(Collected data entries)
☆ ☆ ☆ ☆

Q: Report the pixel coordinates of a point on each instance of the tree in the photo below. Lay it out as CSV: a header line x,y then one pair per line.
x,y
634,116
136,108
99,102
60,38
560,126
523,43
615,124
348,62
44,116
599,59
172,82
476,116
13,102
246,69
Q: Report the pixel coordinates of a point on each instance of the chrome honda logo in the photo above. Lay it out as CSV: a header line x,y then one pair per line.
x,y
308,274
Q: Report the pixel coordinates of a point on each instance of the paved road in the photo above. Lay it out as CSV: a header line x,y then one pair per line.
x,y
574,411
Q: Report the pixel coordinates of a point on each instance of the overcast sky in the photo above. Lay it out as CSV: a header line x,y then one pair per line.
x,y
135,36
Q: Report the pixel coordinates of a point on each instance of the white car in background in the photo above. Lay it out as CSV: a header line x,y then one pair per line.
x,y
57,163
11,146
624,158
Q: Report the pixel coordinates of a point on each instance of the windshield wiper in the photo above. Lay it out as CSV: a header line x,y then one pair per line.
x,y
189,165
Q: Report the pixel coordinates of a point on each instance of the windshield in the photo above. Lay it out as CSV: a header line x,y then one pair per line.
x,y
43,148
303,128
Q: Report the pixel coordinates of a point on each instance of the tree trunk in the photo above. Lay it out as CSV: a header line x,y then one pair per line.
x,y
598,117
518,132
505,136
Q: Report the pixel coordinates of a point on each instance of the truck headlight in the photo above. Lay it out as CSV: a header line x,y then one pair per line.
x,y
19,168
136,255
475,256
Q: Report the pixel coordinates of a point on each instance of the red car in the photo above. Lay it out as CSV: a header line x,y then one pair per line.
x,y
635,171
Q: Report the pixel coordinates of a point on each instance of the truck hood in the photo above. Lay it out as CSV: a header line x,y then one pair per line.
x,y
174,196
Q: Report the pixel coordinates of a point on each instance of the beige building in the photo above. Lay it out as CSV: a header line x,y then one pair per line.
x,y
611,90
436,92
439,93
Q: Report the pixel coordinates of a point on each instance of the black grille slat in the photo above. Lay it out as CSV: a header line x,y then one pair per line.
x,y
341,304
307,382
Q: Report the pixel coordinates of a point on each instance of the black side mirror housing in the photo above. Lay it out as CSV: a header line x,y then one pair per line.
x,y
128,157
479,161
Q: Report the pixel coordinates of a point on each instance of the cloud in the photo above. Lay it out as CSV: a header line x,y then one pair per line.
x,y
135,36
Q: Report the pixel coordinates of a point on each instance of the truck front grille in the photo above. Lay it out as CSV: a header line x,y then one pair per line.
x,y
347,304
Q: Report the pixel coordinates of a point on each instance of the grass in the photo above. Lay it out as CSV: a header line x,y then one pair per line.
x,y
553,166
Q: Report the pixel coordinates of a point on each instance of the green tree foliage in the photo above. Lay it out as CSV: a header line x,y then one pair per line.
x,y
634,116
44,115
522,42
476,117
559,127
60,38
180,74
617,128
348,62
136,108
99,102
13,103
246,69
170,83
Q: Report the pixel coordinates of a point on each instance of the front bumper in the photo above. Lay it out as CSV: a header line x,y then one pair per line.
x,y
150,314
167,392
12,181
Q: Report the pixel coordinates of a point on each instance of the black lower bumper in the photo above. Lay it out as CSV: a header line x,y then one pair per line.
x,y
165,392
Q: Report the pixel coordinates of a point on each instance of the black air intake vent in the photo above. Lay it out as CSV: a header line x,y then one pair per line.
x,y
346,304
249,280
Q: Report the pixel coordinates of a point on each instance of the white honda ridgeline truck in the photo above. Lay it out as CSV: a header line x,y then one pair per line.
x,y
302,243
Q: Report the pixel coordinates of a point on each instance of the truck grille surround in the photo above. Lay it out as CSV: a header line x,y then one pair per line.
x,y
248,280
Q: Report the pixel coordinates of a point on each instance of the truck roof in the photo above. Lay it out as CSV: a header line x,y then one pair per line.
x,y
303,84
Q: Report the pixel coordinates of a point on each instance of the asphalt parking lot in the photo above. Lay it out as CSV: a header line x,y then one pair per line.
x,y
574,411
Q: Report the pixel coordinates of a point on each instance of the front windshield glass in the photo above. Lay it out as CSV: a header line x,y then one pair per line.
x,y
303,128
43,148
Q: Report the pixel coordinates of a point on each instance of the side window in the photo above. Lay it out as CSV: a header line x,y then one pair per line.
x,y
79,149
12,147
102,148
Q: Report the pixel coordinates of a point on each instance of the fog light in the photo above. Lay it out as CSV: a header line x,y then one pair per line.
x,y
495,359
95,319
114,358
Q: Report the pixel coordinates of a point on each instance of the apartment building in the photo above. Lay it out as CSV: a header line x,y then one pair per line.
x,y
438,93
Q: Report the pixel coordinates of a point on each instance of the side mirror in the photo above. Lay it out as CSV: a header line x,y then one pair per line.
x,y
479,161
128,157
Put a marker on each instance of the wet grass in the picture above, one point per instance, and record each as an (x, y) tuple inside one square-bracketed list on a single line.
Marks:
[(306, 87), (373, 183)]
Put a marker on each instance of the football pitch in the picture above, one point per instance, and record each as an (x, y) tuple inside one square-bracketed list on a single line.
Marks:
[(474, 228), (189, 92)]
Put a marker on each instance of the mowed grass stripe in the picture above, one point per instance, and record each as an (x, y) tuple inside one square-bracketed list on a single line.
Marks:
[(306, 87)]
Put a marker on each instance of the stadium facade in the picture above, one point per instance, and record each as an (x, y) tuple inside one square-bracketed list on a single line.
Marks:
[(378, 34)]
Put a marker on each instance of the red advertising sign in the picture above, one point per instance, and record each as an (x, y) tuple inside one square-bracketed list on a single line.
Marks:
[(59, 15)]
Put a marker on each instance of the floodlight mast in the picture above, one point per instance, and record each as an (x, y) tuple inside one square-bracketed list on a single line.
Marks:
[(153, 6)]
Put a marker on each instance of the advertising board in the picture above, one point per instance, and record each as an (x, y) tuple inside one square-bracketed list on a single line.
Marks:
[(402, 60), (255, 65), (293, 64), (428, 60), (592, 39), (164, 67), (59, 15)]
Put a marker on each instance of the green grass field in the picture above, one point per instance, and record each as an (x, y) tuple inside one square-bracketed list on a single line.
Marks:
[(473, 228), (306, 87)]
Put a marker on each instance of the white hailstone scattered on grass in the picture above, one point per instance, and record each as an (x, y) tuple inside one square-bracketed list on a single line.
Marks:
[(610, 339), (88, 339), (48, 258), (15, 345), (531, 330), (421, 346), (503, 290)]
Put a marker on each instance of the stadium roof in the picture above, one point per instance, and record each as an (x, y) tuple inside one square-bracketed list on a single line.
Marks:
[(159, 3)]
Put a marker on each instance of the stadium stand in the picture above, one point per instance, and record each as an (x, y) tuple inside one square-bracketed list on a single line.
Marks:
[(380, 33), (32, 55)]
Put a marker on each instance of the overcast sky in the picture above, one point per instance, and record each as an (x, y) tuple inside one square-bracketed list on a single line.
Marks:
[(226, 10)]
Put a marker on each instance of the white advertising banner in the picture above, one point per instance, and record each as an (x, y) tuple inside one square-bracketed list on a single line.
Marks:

☆ ☆ ☆ ☆

What is asked
Copy the material above verbatim, every line in its original order and with nothing changed.

Answer to this problem
Q: Report the pixel coordinates of a point on each instance of the tree in the photo below. Lay it out as CSV: a header line x,y then one pair per line.
x,y
634,116
136,108
99,102
60,38
560,126
523,43
615,124
348,62
44,116
599,59
172,82
476,116
13,102
246,69
Q: Report the pixel coordinates of a point on each instance of the chrome honda logo in the photo above. Lay it out as CSV: a header line x,y then one pair per line.
x,y
308,274
Q: Report the pixel coordinates of a point on each instance of the paved road in the photo above. Lay it out as CSV: a header line x,y then one pair per line.
x,y
574,411
Q: Report the pixel coordinates of a point on each instance of the overcast sky in the photo above. Lay it out as CSV: a header line x,y then one pair per line.
x,y
135,36
Q: Report the pixel coordinates of a point on each instance of the white car in background in the photo above. Lay it out as CSV: a header line x,y then one pair per line.
x,y
57,163
11,146
624,158
Q: Report the pixel coordinates of a point on each instance of the windshield wiper in the photo above. Lay it out as CSV: a header line x,y then one pair per line.
x,y
189,165
Q: Report the pixel coordinates of a point on each instance of the windshield in the photo above. Lay it out as CSV: a header line x,y then one pair per line.
x,y
43,148
303,128
Q: Report the pixel coordinates of a point on each instance of the tree trunk in the photo above. Lay it out as CSV: a header line x,y then one pair per line.
x,y
598,117
518,132
505,136
Q: Report the pixel coordinates of a point on each instance of the truck headlight in the photo above. Lay it out as CSV: a header line x,y then one pair per line.
x,y
19,168
136,255
475,256
Q: Report the pixel coordinates of a point on each instance of the red car in the photo above. Lay it out as CSV: a header line x,y then one pair per line.
x,y
635,171
Q: Report the pixel coordinates of a point on each instance of the truck hood in the photo above. Lay it out as CSV: a header line x,y then one pair per line.
x,y
174,196
Q: Report the pixel coordinates of a point on each instance of the beige building in the photo above. Lay it out as CSV: a header line x,y then one pair per line.
x,y
611,90
436,92
439,93
Q: Report the pixel coordinates of a point on each instance of the black grille slat in the photo above. Lay it out as CSV: a header line x,y then one pair per line.
x,y
341,304
307,382
Q: Report the pixel coordinates of a point on each instance of the black side mirror housing in the photo above. Lay it out as CSV: a header line x,y then one pair per line.
x,y
128,157
479,161
Q: Report the pixel coordinates of a point on each instance of the cloud in the photo above. Lay it out as CSV: a header line x,y then one pair per line.
x,y
135,36
Q: Report the pixel coordinates of a point on each instance of the truck front grille in the photo above. Lay it out as CSV: a header line x,y then one pair per line.
x,y
347,304
Q: Report the pixel coordinates of a point on each instance of the grass in the photo above. Lay it out as CSV: a header line x,y then one pair per line.
x,y
553,166
Q: Report the pixel coordinates of a point on each instance of the green tree foliage in the photo above. Lay it out as CSV: a header line x,y then one pair per line.
x,y
634,116
44,115
522,42
476,117
559,127
60,38
180,74
617,128
348,62
136,108
99,102
13,103
246,69
170,83
Q: Report the pixel coordinates of a point on each instance of the front bumper in the photo above. Lay it out as CSV: a header line x,y then one pair per line.
x,y
150,314
167,392
12,181
Q: Report the pixel coordinates of a point on each instance of the black lower bumper in the photo above. Lay it out as CSV: a header line x,y then one pair per line.
x,y
165,392
Q: Report the pixel coordinates of a point on each instance of the black air intake vent in the photo above. Lay it out as CSV: a header line x,y then one pair per line.
x,y
346,304
249,280
Q: Report the pixel coordinates of a point on each instance of the white honda ridgeline truck in the photo above. Lay it out as CSV: a header line x,y then one pair per line.
x,y
302,243
Q: Report the pixel coordinates of a point on each instance of the truck grille surround in the photo above. Lay it out as CSV: a header line x,y then one pair per line.
x,y
248,280
Q: Report the pixel coordinates of a point on each instance of the truck roof in the photo above. Lay it out as CSV: a header line x,y then one pair per line.
x,y
303,84
Q: Report the pixel coordinates of a point on each instance of the asphalt parking lot in the photo above. Lay it out as CSV: a header line x,y then one pair per line.
x,y
574,411
Q: Report the pixel coordinates of a point on each instance of the front windshield glass in the photo above. Lay it out as CSV: a header line x,y then one pair per line.
x,y
303,128
43,148
Q: Report the pixel coordinates of a point on each instance of the side window in the photo above. Lay it out as CSV: a header line x,y then one pair per line.
x,y
79,149
12,147
102,148
Q: Report the pixel coordinates of a point on each instance of the fog light in the photo above. Lay it out as CSV: a header line x,y then one pair per line.
x,y
495,359
95,319
114,358
Q: Report the pixel coordinates of a point on each instance of the apartment building in the photo above. Lay it out as CSV: a header line x,y then one pair per line.
x,y
438,93
Q: Report the pixel coordinates of a point on each instance of the side mirror in the photo above. Lay it out as CSV: a header line x,y then one pair per line.
x,y
479,161
128,157
Put a marker on each instance of the wet grass in the picture above, one point per instance, and record each as an (x, y) tuple inside one square-bracketed list on a single line.
Marks:
[(306, 87), (373, 183)]
Put a marker on each instance of the football pitch in the picture above, one point per instance, and record each as an (x, y) tuple inside one square-bracketed list on a single line.
Marks:
[(474, 228), (189, 92)]
Put a marker on each instance of the mowed grass stripe in the picture above, one point per instance, and record each as an (x, y) tuple inside one square-bracketed list on a single line.
Marks:
[(306, 87)]
Put a marker on each instance of the stadium facade in the picture above, one point per instance, and record each as an (x, y) tuple inside one square-bracketed list on a single line.
Marks:
[(378, 34)]
Put a marker on each instance of the red advertising sign in the picture above, one point per instance, and record each as an (x, y) tuple inside one square-bracketed list on a single line.
Marks:
[(59, 15)]
Put a marker on each instance of the floodlight mast in the picture above, one point per instance, and record each as an (x, y) tuple inside one square-bracketed list on a single line.
Marks:
[(153, 6)]
Put a marker on each instance of the advertising board in the picture above, one point per instance, and record each as an (x, y) tuple inside one square-bracketed list on a single line.
Marks:
[(402, 60), (255, 65), (293, 64), (428, 60), (592, 39), (164, 67), (59, 15)]
Put a marker on each instance of the green grass field in the picture above, one point per instance, and record each as an (x, y) tuple inside one square-bracketed list on a single line.
Marks:
[(473, 228), (306, 87)]
Put a marker on each instance of the white hailstone scattered on grass in the picture above, one point per instance, and record each as an (x, y) tuple inside one square-bracketed list on a single line.
Marks:
[(610, 339), (88, 339), (48, 258), (15, 345), (531, 330), (421, 346), (503, 290)]
Put a marker on each instance of the stadium roof in the picture above, one point per instance, and record each as an (x, y) tuple inside one square-bracketed list on a single line.
Marks:
[(159, 3)]
Put a marker on each instance of the stadium stand in the picture above, one point per instance, and record each as an (x, y) tuple inside one square-bracketed list on a single line.
Marks:
[(380, 33), (32, 55)]
Put a marker on each instance of the overcast sky in the picture above, one point per instance, and record each as an (x, y) tuple inside one square-bracketed list on a single line.
Marks:
[(226, 10)]
Put a marker on each instance of the white advertising banner in the picture above, one point per instance, and record each as an (x, y) tuple inside one square-bracketed list on a single line.
Marks:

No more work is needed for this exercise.